Exercise -
Extract verbatim every line of the material, from the line containing "Pinpoint hoodie sleeve in the picture." through the final line, both included.

Records to process -
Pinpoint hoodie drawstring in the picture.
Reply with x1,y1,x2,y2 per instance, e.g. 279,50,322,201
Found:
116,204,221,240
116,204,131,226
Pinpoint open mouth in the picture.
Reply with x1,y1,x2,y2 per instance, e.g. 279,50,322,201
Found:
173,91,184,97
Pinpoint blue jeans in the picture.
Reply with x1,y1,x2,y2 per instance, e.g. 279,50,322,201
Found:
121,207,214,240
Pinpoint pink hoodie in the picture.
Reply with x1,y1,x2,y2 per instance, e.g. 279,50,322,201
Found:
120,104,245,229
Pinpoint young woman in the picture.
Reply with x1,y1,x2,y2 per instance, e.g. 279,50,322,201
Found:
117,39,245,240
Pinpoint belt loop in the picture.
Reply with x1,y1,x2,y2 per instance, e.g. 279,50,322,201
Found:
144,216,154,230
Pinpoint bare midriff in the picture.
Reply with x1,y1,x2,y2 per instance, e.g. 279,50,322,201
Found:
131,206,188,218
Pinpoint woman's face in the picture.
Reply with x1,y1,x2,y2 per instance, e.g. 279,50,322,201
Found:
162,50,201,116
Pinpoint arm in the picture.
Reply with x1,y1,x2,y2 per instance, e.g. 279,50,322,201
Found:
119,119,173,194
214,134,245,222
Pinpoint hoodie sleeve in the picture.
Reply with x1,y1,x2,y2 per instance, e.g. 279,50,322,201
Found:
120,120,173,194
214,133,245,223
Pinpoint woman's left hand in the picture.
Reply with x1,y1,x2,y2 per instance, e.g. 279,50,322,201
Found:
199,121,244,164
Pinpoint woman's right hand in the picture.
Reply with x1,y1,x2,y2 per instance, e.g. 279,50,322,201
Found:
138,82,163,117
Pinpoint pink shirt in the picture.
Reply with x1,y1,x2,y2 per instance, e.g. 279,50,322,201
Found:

Solution -
Pinpoint hoodie sleeve in the picture.
Reply with x1,y1,x2,y2 per instance, e.g. 279,50,322,201
Found:
120,120,173,194
214,133,245,223
Pinpoint woman's left hand in the picture.
Reply with x1,y1,x2,y2 per instance, e.g. 279,50,322,201
Found:
199,121,244,164
Pinpoint woman's right hand in the picture.
Reply with x1,y1,x2,y2 per instance, e.g. 279,50,322,201
Found:
138,82,163,117
Pinpoint pink shirt in the picture.
Reply with x1,y1,x2,y2 per instance, e.g. 279,50,322,201
Found:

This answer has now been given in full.